-- GIVEN ENTRIES --
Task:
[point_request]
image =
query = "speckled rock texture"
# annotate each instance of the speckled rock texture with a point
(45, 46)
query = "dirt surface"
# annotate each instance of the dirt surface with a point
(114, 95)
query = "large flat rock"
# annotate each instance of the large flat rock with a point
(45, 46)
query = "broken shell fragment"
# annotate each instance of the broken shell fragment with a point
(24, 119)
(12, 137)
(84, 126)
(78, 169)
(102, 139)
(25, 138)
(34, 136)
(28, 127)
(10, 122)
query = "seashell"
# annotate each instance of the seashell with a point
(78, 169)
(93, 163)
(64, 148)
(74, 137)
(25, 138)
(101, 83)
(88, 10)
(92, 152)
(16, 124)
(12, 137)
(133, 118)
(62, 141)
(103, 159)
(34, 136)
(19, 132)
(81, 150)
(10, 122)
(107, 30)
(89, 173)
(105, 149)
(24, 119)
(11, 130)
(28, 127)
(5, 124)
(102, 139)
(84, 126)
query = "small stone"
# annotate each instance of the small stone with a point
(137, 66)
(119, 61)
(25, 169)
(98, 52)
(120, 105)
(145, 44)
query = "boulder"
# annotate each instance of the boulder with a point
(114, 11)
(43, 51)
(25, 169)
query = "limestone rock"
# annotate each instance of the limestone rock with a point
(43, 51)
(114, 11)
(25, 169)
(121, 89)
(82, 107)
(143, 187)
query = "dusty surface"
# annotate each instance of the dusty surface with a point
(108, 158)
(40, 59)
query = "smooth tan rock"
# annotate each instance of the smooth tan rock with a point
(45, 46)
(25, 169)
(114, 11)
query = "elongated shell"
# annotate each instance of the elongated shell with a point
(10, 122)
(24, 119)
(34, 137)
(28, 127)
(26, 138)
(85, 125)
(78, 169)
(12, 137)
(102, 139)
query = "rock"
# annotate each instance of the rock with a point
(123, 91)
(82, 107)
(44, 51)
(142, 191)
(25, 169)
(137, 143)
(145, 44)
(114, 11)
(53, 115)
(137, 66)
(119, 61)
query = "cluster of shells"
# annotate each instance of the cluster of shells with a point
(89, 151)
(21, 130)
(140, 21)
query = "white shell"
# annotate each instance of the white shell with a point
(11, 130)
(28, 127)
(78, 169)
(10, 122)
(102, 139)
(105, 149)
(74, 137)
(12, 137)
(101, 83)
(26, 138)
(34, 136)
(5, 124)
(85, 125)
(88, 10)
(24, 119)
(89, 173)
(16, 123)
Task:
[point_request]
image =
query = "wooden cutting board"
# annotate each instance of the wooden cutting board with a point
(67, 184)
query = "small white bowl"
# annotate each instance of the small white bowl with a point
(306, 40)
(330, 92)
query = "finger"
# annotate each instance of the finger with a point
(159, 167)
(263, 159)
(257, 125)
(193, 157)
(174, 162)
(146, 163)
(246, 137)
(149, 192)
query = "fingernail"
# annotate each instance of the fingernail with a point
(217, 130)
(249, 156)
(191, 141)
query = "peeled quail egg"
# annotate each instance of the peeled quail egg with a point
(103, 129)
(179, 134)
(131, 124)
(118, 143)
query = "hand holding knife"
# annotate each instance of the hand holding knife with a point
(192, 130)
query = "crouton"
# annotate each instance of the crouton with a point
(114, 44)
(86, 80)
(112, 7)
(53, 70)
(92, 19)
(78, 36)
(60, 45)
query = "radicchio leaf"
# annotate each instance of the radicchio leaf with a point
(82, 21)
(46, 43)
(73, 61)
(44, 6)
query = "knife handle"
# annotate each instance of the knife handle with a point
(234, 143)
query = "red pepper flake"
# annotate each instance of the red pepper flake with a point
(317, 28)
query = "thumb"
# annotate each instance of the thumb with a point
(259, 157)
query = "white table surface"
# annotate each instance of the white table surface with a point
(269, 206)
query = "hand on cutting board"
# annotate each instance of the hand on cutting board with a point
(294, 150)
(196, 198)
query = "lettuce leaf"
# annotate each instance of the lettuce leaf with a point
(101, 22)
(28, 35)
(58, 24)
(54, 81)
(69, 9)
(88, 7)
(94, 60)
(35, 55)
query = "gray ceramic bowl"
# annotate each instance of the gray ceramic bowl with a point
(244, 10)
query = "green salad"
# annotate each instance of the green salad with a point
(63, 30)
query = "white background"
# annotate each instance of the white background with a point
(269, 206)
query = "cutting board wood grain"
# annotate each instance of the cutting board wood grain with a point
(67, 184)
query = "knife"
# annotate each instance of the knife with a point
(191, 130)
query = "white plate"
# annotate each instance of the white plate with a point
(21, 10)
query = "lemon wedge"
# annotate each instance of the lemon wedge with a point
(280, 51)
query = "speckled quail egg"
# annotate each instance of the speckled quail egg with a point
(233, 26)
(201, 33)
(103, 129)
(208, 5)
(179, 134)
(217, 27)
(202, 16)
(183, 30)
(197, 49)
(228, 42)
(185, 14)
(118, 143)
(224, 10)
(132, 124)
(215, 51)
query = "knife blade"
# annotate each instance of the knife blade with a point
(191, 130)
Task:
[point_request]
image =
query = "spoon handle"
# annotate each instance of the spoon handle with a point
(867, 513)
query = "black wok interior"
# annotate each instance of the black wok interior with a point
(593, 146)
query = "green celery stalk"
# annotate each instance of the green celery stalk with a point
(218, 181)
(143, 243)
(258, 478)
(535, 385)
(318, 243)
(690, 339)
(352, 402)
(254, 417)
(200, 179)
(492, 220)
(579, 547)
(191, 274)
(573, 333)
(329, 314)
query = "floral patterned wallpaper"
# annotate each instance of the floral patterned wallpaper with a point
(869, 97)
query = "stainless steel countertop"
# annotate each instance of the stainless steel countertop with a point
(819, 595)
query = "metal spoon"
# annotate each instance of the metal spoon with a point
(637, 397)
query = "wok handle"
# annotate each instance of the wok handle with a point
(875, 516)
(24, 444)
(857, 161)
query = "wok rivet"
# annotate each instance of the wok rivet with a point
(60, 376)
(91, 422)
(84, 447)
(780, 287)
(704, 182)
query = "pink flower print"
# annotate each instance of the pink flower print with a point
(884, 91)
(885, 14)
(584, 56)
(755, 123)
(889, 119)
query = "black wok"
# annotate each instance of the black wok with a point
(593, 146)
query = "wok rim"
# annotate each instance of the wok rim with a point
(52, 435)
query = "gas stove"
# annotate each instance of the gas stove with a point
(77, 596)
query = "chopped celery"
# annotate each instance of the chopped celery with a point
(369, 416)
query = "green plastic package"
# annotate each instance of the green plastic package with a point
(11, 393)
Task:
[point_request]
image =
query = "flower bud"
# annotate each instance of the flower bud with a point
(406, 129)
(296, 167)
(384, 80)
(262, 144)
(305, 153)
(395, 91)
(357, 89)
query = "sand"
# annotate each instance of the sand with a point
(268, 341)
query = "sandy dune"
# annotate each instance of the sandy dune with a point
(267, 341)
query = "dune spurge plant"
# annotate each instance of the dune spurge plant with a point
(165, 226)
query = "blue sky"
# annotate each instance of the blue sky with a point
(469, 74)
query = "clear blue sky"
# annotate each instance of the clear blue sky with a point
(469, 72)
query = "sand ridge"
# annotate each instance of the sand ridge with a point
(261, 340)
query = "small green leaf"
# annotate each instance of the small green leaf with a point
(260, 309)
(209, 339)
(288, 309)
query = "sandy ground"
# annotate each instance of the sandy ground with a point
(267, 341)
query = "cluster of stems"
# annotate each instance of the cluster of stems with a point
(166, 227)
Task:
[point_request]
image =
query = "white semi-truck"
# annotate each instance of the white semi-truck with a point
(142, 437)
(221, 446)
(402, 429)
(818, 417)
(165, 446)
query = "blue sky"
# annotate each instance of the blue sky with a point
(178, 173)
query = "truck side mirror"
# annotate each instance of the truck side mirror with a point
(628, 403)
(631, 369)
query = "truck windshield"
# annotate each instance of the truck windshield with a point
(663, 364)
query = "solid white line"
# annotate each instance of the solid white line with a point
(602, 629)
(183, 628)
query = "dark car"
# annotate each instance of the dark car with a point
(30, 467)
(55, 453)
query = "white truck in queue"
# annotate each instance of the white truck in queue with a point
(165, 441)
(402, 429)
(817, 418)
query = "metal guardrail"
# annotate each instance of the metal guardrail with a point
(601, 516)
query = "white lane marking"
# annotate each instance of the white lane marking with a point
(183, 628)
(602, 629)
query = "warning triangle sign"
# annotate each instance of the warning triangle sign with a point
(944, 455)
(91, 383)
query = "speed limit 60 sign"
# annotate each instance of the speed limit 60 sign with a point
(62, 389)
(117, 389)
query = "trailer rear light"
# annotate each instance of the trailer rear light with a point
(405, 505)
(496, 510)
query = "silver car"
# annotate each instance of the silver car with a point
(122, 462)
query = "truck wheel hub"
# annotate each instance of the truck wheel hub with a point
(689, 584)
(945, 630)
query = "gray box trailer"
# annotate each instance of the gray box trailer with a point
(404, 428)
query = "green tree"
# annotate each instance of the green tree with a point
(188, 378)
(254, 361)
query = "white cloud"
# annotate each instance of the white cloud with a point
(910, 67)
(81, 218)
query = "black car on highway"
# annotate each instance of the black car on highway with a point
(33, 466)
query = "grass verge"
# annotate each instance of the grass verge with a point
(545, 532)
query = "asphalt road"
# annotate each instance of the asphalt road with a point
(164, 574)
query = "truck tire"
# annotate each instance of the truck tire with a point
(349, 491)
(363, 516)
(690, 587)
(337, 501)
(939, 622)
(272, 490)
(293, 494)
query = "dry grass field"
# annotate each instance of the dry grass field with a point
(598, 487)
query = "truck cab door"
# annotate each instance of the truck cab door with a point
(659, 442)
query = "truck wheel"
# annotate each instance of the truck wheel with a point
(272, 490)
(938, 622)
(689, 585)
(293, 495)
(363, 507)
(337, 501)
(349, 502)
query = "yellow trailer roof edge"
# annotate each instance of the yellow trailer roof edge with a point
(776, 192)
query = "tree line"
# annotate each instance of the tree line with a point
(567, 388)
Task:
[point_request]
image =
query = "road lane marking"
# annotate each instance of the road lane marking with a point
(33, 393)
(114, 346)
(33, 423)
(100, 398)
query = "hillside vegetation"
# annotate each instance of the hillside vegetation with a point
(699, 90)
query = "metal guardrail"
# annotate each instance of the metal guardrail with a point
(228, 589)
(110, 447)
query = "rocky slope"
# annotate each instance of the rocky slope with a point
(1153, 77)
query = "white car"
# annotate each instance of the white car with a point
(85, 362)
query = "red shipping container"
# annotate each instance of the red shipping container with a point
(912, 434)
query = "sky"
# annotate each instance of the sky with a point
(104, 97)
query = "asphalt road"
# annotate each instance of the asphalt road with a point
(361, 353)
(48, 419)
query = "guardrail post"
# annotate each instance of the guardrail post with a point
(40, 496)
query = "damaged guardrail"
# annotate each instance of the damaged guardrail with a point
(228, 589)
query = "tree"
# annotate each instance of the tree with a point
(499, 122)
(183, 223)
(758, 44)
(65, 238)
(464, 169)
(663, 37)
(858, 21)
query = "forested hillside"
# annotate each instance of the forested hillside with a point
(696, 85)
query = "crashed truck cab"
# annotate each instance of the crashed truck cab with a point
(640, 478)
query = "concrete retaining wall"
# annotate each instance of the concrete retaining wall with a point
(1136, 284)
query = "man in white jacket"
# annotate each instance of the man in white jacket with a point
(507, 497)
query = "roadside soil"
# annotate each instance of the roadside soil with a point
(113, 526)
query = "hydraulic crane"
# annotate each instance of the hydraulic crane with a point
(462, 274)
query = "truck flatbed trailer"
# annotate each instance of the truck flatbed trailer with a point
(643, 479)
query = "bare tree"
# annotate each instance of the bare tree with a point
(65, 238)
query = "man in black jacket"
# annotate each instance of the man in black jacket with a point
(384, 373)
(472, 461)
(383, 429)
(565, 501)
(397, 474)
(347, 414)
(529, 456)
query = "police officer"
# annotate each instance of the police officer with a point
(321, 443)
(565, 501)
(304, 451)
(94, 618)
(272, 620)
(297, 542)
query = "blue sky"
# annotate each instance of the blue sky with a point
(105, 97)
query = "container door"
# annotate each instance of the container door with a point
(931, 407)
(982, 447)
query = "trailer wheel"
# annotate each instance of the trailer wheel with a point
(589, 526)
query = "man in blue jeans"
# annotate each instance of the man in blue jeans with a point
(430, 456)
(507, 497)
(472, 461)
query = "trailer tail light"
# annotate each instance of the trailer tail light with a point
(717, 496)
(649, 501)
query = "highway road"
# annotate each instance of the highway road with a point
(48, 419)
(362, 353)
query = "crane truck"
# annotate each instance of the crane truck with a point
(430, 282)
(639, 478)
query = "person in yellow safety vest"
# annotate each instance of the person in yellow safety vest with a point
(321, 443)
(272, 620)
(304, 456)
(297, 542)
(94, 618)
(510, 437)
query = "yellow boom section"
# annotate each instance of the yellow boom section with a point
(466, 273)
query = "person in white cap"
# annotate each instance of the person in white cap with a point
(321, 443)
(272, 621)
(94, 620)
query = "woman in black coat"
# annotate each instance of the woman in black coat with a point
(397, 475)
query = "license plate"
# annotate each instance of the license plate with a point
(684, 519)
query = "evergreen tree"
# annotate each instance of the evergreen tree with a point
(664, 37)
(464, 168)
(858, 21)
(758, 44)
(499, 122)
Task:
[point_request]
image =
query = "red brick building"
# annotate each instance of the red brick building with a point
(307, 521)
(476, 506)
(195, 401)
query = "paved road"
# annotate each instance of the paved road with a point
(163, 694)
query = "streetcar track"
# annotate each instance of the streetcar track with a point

-- REQUIRED WORK --
Sift the listing above for every line that contains the string "celery", and copy each of those lines. Treat uppercase and lowercase letters as different.

-- FINISHED ANSWER --
query = "green celery stalk"
# annotate each instance of the green celery stalk with a point
query = "chopped celery"
# annotate each instance of the chopped celery with a point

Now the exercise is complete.